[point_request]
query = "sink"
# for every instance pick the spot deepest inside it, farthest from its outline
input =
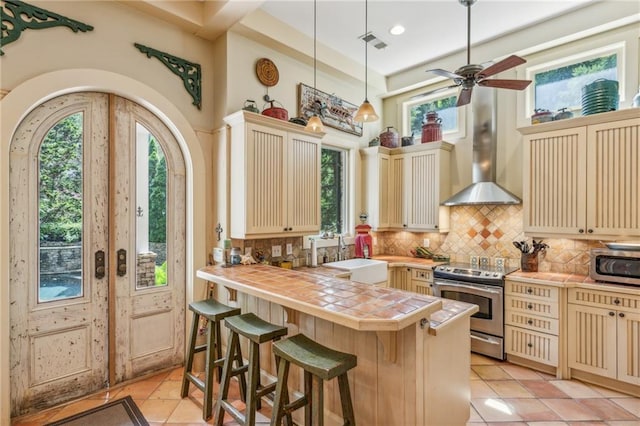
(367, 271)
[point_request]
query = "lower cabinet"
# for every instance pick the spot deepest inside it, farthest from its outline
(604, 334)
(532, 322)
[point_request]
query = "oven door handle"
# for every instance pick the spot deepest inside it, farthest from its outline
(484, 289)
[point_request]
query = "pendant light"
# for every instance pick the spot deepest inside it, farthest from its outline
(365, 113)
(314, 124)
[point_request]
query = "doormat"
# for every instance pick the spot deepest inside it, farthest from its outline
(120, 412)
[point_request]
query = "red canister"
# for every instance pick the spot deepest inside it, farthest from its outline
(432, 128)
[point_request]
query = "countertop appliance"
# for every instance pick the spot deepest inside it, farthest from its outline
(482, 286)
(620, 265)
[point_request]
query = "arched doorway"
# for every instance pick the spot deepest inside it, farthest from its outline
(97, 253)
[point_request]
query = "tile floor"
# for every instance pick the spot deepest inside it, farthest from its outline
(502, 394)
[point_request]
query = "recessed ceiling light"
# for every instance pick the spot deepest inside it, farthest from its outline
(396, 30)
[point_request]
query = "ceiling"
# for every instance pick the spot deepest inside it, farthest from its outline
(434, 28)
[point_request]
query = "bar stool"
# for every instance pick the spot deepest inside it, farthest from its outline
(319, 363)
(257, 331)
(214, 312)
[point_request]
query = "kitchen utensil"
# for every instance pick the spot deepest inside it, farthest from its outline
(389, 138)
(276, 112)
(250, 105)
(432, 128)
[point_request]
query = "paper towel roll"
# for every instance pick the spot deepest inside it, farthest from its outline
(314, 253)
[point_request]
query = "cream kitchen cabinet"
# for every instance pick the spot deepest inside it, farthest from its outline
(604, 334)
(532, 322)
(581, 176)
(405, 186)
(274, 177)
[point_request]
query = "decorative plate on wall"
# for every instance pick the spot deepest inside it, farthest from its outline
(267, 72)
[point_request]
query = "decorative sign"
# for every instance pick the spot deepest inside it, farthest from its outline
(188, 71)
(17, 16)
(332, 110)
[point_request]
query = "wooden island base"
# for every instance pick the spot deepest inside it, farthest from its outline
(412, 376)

...

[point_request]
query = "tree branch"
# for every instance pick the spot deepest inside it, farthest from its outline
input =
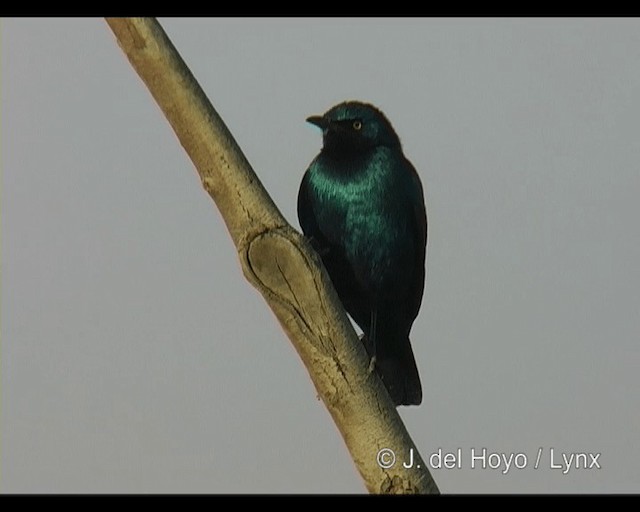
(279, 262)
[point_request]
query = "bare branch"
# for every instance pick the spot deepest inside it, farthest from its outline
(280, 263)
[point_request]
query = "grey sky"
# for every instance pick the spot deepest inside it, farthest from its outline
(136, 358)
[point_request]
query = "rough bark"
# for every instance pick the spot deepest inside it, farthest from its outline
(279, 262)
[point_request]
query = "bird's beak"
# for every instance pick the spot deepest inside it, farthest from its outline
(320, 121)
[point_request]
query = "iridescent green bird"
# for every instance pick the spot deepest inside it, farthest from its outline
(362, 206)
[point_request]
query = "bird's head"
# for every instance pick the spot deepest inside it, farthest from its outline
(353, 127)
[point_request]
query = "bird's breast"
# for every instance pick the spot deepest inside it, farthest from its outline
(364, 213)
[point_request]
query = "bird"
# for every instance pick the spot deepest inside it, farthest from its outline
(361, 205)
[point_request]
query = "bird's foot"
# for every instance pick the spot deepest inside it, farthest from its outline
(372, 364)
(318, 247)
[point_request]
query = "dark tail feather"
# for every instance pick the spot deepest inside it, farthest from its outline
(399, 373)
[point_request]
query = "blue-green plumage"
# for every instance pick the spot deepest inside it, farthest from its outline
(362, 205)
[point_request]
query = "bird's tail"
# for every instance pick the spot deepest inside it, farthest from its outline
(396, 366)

INSTRUCTIONS FOR THE TASK: Identify each line in the rows above that contains the word "cabinet", and copy every such line in full.

TASK ANSWER:
query = "lower cabinet"
query = "cream kitchen cabinet"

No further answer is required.